SET TASK
Which lines of the data contain the word "woman"? Copy each such line.

══════

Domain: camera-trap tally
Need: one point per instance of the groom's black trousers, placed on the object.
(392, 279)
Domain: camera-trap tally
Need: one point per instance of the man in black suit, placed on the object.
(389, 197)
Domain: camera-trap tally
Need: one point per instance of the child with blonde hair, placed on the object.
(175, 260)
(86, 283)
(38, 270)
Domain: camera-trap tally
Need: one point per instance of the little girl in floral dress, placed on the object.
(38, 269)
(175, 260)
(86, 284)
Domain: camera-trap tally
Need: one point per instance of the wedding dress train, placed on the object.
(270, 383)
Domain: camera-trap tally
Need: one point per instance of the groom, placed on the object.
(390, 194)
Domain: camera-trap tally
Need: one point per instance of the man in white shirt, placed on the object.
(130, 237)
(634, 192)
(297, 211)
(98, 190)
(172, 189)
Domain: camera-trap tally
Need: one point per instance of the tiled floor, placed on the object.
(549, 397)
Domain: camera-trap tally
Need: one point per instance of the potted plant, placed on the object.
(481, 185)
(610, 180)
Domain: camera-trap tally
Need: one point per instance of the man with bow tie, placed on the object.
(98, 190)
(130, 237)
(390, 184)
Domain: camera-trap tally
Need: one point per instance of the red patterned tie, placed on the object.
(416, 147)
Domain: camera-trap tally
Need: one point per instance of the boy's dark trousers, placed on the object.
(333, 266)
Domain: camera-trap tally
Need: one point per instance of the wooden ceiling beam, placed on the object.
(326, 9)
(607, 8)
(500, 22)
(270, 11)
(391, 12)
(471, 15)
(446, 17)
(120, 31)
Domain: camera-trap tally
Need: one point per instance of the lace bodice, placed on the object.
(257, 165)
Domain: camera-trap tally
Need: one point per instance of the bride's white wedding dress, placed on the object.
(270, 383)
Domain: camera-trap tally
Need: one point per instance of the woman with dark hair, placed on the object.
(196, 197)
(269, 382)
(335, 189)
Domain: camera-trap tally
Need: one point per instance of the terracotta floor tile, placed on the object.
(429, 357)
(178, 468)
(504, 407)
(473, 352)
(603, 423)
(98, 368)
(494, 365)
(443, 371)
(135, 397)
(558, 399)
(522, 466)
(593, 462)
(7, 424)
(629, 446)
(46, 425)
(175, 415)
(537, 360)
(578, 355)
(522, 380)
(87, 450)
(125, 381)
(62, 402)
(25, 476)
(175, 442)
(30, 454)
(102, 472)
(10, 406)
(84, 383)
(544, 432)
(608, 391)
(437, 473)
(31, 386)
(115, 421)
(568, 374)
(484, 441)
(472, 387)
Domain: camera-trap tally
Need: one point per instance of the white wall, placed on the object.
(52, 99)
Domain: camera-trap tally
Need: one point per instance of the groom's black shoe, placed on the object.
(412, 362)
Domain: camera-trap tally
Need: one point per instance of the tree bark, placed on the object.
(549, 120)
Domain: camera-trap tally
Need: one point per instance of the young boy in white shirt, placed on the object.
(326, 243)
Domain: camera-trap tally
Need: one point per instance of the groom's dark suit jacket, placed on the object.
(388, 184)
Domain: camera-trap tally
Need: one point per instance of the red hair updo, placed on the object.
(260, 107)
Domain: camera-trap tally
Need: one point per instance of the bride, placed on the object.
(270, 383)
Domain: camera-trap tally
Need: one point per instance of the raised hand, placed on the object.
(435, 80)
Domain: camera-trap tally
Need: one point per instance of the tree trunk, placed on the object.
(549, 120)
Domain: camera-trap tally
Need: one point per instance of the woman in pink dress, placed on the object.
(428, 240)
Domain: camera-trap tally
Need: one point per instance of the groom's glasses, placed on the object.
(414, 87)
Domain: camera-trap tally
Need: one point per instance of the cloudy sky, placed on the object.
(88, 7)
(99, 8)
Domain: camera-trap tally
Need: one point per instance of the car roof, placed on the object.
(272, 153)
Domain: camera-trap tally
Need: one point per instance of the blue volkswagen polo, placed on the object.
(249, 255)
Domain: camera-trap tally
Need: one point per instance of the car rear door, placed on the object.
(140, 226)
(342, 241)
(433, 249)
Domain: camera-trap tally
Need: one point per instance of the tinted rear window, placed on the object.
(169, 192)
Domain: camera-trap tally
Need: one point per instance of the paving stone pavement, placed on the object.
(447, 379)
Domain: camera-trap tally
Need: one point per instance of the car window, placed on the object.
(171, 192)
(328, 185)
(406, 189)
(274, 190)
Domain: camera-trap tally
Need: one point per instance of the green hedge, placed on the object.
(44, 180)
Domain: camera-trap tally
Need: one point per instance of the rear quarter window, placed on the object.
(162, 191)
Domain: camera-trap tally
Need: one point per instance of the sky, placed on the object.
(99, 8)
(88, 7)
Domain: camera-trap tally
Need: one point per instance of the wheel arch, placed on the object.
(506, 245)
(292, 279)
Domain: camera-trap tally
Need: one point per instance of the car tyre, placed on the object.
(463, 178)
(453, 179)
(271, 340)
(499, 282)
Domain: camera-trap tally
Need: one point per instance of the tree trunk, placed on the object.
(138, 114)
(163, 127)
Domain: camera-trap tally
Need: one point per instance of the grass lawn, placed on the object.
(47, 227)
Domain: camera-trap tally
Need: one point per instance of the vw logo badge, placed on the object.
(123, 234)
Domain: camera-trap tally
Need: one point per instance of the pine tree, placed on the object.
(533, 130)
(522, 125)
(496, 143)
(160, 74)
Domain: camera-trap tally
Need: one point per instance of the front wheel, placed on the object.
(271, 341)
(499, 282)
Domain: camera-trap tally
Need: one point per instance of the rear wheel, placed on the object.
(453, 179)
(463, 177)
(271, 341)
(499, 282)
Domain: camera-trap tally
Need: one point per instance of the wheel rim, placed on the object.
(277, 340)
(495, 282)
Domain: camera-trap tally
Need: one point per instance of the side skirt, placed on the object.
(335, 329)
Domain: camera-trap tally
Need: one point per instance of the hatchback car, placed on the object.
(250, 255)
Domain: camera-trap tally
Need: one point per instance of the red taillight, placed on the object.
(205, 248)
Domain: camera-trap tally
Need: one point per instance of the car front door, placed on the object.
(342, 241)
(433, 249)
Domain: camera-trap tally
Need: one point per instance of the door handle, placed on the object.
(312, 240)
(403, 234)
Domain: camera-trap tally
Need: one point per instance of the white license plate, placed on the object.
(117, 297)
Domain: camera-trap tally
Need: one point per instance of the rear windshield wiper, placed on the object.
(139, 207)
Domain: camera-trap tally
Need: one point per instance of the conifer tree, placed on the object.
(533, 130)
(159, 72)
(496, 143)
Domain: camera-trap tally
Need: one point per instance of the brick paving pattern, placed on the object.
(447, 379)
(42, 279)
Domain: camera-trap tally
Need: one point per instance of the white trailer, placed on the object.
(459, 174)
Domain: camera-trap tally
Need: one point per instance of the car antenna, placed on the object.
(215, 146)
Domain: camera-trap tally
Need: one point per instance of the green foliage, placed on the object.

══════

THE RESPONSE
Need: one point per instance of the woman with dark hair, placed on the object.
Need: one point per instance of the woman in pink dress, placed on the object.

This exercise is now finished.